What the task asks | Render this sentence from the climate politics text in Spanish: "These weedkillers have a serious detrimental impact on insect populations and have been linked to cancer in humans."

==== Selected text ====

To read the headlines, it would be easy to imagine so. Stories tell of a quiet green revolution, and climate-driven protests are increasingly visible in cities worldwide. However, awareness of an issue is one thing – and there is a growing unease among campaigners as to whether the warm words of world leaders are likely to be matched with action that makes a meaningful difference. As we prepare to enter the third decade of this century, is the climate revolution ready to step off the pages of academic papers, and on to the legislative agenda in a meaningful way?

Will Brexit affect how the UK addresses the climate crisis?

May 2019 saw the UK Parliament declare a climate emergency, although this came among some degree of dispute. Then-Environment Secretary Michael Gove indicated that although he agreed there was an emergency, he did not feel that it was right for parliament to declare one. Additionally, it became clear that although the opposition bill to declare an emergency would pass, this was not linked to any further specific action.

Next month, the UK goes to the polls to elect a new government and, at the present time, information on environmental policies is thin on the ground. The Conservatives, expected to return to government after the election, recently announced a moratorium on fracking for shale gas, but have since rowed back on that promise. The opposition Labour party have, in line with popular US Congresswoman Alexandria Ocasio-Cortez, announced their commitment to a Green New Deal. The Greens themselves, perhaps best-positioned to make the environment a central focus, are polling between 1% and 3% with most pollsters, well back on their June performance.

Amid some concern that a focus on Brexit will affect how much effort goes into addressing the climate crisis, it may fall to individuals and businesses to make most of the effort: ensuring that recycled materials are used in processes, contacting the likes of https://www.mypoweruk.com/commercial/ to secure renewable power sources, and turning to teleconferencing rather than relying on air travel to negotiate with overseas partners.

Are politicians saying one thing and doing another?

The political spectrum across the world has changed utterly in the last decade, due not only to a left-right polarisation in several countries, but the arrival on the scene of anti-establishment parties of various shades and, as noted, Green parties. In Germany, the environmentalist cohort in parliament was among the largest in the 2017 elections, and polling since has seen them running neck-and-neck with Chancellor Angela Merkel’s CDU. It is not out of the question that die Grune could find themselves leading a government if Merkel’s coalition falls before then – which is entirely possible.

So, is Germany delivering the kind of changes you would hope to see from a country with a significant green influence? In short, yes: as covered here previously, the government has recently announced the phasing-out of glyphosate weedkillers, which will be fully banned by the end of 2023. These weedkillers have a serious detrimental impact on insect populations and have been linked to cancer in humans. The ban is a decision which will be welcomed beyond the borders of Germany – but will need to be matched elsewhere to have a major effect.

==== Data records ====

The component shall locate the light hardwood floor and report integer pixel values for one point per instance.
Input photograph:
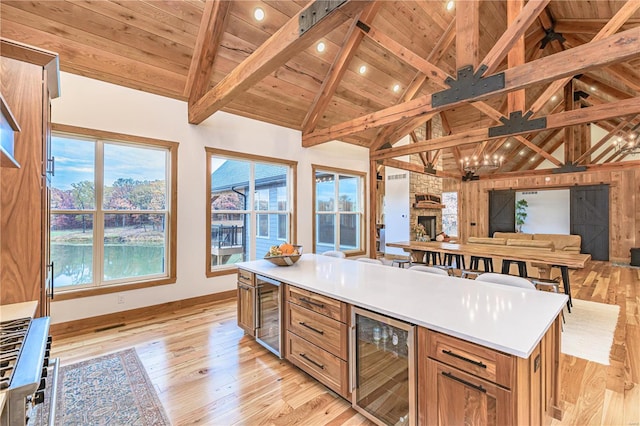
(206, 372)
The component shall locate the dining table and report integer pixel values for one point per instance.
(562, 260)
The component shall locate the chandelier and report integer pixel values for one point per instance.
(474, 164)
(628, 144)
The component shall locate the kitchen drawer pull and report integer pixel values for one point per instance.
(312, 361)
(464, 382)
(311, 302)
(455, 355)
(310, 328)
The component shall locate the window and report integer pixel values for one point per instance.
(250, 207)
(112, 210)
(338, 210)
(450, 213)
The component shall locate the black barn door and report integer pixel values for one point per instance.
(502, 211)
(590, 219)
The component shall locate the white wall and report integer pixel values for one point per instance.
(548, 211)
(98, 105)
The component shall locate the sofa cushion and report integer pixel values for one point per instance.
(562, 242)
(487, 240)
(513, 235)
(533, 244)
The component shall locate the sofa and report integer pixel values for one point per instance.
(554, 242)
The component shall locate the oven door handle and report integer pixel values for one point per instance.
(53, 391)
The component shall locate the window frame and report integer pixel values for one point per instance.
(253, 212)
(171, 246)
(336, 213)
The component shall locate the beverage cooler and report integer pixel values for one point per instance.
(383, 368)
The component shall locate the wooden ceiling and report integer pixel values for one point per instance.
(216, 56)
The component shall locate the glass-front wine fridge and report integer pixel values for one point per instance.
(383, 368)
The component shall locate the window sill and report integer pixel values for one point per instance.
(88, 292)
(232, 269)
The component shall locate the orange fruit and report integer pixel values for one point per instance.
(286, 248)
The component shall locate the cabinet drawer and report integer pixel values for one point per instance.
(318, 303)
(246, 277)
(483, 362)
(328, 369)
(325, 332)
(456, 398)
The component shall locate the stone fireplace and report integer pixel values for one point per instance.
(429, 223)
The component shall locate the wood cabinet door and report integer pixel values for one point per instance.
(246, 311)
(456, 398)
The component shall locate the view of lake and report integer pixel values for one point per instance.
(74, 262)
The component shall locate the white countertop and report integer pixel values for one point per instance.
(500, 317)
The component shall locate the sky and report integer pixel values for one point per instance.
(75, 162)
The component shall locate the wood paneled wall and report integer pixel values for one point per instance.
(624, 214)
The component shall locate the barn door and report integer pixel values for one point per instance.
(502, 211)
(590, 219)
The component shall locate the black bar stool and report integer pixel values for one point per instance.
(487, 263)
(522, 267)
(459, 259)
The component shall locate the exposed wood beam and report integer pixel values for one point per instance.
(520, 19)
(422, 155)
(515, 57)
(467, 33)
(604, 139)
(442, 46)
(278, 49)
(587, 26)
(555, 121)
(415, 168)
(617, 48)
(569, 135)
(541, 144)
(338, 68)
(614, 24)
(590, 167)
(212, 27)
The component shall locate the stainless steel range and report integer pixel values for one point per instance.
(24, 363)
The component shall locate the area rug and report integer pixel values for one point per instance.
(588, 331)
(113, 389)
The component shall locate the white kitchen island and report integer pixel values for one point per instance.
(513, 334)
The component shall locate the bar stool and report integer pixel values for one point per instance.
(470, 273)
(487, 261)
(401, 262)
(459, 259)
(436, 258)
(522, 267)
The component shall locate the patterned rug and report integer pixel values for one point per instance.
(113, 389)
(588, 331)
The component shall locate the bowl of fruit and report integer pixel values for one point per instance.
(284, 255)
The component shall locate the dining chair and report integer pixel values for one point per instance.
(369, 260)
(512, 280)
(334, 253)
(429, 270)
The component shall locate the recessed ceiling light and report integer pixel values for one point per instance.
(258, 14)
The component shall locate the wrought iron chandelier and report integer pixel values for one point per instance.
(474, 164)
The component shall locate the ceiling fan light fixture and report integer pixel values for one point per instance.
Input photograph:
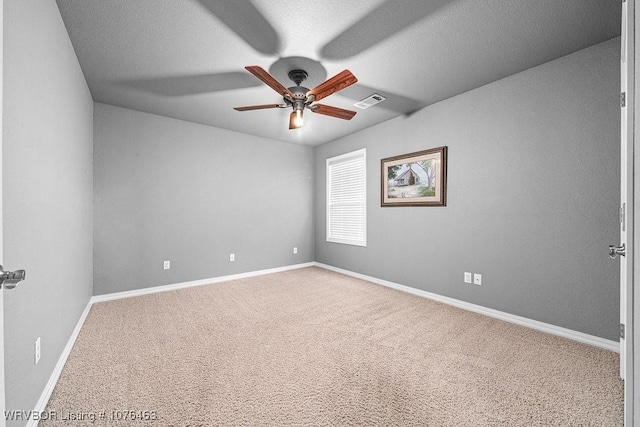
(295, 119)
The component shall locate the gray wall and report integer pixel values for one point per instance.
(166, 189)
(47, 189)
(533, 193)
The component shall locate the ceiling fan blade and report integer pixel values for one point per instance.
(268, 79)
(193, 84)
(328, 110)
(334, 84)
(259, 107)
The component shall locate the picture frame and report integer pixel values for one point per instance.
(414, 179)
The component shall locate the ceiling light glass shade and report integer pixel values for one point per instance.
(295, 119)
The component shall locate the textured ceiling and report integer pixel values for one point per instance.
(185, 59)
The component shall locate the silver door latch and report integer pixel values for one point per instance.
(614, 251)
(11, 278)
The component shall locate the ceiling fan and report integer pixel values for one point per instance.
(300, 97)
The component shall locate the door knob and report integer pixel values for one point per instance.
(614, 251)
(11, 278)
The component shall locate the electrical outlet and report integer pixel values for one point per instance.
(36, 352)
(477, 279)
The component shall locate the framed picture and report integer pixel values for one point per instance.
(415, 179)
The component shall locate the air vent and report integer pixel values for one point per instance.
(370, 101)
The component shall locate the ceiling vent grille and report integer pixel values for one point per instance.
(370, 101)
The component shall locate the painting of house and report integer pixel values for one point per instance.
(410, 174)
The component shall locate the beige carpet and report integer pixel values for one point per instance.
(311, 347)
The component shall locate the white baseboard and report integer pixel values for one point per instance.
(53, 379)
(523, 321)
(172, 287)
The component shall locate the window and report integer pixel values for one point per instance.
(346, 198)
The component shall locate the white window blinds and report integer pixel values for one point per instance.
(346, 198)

====

Task solution | Estos herbicidas tienen un grave impacto perjudicial en las poblaciones de insectos y se han relacionado con el cáncer en los seres humanos.